ASSIGNMENT A.
Translate this sentence from the article on plastic surgery and friends into Spanish: "Most surgeons want to make sure you aren’t acting due to outside pressure, in other words."
ASSIGNMENT B.
Write the next part of the article on plastic surgery and friends, starting after its last sentence.

Maybe your social circle has never been bigger and never been stronger. But you’re bothered by one thing: all your friends look great without plastic surgery and you’re thinking about getting work done. Now, before we go any further we should probably make a few things clear:
- I’m not suggesting that somehow everybody should get plastic surgery
- Jealousy in general can be toxic for good friendships (rivalry is something else—but too many friendships between women are portrayed as competitive rather than supportive)
- I’m not talking just about women
What Should You Do if Your Friends Look Great Without Surgery?
We’re used to thinking about plastic surgery as a way of combating one’s own insecurities. Usually it’s more about trying to get your body to line up with your body image. In any case, plastic surgery can be complicated—and that can lead to some pretty complex feelings when you’re thinking about a procedure—but all your friends look great without plastic surgery.
It’s Not a Competition
First and foremost, it’s important to remember that it’s not a competition. If you feel like you’d be more confident with a different nose shape, that’s one thing. If you feel like your friends are shaming your current nose shape, that’s another (and your friends are kind of crummy).
During your consultation with a plastic surgeon, you’ll probably spend a fair bit of time discussing your motivations for surgery, ensuring they’re coming from a place of genuine desire. Most surgeons want to make sure you aren’t acting due to outside pressure, in other words.
So the best thing you can do, really, is to focus on yourself. Focus on what you want, on what’s going to make you feel confident. Let everything else fall by the wayside. And that’s true whether you want a facelift or a tummy tuck. It’s about you, not about anyone else (even people as awesome as your friends).
Cosmetic Surgery vs. Plastic Surgery
First and foremost, we can talk about the differences between cosmetic and plastic surgery. Because it’s quite possible that while your friends haven’t undergone any plastic surgery procedure, they have gotten some cosmetic surgery done. Cosmetic surgery, essentially, is shorthand for noninvasive (usually non surgical) procedure: Botox, Juvederm, Kybella, Coolsculpting, you name it.
There are definite advantages to these procedures:
- They’re difficult to spot: Cosmetic procedures will often generate tangible but subtle results
- They don’t interfere with your daily life: In most cases, cosmetic procedures can be done relatively quickly (even over your lunchbreak)
- Easy recovery: With the exception of a few procedures (such as laser energy treatments), most patients are able to return to work or, you know, life almost immediately after their procedures.

PROVIDED INFORMATION.
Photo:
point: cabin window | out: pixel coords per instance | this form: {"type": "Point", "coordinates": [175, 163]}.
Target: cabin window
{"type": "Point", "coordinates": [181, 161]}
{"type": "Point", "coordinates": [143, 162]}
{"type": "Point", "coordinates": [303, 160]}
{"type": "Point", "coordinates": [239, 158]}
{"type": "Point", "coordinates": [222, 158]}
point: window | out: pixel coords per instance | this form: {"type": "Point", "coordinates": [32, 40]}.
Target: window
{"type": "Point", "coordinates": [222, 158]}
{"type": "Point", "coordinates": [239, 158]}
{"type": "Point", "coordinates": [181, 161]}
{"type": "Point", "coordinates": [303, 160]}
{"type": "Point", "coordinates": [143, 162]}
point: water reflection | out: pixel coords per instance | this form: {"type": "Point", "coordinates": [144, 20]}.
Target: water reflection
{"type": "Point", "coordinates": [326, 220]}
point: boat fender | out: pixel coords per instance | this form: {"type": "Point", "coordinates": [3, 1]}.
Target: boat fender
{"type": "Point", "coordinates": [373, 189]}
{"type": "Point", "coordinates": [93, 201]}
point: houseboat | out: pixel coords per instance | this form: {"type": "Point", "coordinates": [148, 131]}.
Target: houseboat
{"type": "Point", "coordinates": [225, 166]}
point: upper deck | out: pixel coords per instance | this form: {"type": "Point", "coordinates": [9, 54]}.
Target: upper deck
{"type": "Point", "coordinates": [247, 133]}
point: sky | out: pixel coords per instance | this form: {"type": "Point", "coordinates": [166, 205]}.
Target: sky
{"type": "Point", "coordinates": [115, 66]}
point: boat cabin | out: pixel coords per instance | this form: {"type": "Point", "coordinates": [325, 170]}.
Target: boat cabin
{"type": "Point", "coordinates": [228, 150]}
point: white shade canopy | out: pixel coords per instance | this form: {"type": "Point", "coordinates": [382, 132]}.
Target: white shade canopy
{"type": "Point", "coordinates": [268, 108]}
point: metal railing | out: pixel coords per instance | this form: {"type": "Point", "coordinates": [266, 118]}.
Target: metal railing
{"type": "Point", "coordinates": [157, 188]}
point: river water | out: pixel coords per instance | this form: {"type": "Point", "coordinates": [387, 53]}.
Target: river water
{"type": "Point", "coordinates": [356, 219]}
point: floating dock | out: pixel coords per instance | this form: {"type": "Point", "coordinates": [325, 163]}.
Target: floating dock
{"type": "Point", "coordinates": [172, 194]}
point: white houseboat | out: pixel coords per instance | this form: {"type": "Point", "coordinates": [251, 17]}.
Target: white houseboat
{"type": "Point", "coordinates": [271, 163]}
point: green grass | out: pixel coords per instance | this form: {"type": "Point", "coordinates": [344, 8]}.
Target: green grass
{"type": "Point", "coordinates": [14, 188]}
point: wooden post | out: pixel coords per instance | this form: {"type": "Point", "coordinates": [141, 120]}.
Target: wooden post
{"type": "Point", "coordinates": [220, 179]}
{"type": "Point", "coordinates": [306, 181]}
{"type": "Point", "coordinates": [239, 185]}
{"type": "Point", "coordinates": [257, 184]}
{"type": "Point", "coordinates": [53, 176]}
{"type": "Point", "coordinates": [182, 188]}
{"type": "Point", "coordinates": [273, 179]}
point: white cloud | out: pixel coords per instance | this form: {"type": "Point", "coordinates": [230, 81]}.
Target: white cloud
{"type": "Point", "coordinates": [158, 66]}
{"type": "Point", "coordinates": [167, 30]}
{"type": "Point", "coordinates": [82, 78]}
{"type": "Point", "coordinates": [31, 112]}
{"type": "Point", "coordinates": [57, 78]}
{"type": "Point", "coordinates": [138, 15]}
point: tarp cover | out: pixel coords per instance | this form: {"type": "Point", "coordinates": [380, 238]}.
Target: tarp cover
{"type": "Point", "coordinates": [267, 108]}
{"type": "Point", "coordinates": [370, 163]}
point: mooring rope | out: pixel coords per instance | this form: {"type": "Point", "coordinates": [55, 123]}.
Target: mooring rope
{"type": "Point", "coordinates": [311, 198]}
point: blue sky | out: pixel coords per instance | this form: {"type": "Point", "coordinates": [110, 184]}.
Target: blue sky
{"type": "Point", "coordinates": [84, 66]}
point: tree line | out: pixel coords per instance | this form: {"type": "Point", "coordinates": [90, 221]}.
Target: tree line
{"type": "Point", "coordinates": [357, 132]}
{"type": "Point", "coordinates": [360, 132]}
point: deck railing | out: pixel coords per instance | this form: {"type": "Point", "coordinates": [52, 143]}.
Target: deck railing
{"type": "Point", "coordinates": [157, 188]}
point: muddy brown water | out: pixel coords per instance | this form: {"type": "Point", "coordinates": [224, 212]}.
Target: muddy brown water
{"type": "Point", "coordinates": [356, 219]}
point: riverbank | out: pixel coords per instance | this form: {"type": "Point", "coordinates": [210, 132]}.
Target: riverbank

ANSWER AREA A.
En otras palabras, la mayoría de los cirujanos quieren asegurarse de que no estás actuando por presión externa.

ANSWER AREA B.
It’s entirely possible that your friends have been getting cosmetic procedures all this time without your knowledge (remember, though, you should keep your focus on you). And this brings up another interesting question: if your friends can get results with cosmetic surgery—with Botox and Juvederm injections—why can’t you do that instead of plastic surgery?
Choose Your Own Adventure
That’s not an uncommon train of thought. The answer to that question will depend on what you want to get out of the deal. Botox and Juvederm are designed to treat specific types of wrinkles and lines. Where as a facelife is performed in order to eliminate excess tissue and provide results across the entire face.
Results from surgery are usually much more bold, noticeable, and comprehensive than results from any type of cosmetic procedure. For some patients, that’s going to be perfect. For other patients, a more subtle approach might be called for.
The best way to find out is to talk to a surgeon or visit a medspa and talk to a surgeon.
Focus on Yourself
There’s a very human tendency to hold yourself in comparison to someone else. Dave doesn’t have wrinkles and I do. Jane as fewer gray hairs than I do. That kind of thing. Everyone does it. The trick is not to let it guide your decisions, especially when it comes to something permanent, such as plastic surgery.
The only way to get around that is to focus on yourself. If all of your friends look great without plastic surgery, that’s an entirely different topic than your own procedure. You’ll make the best decisions when you successfully keep them separate (well, as separate as you can).
The most important thing is that you feel comfortable and confident in your own skin—however that’s accomplished! That’s something you and your friends can get behind.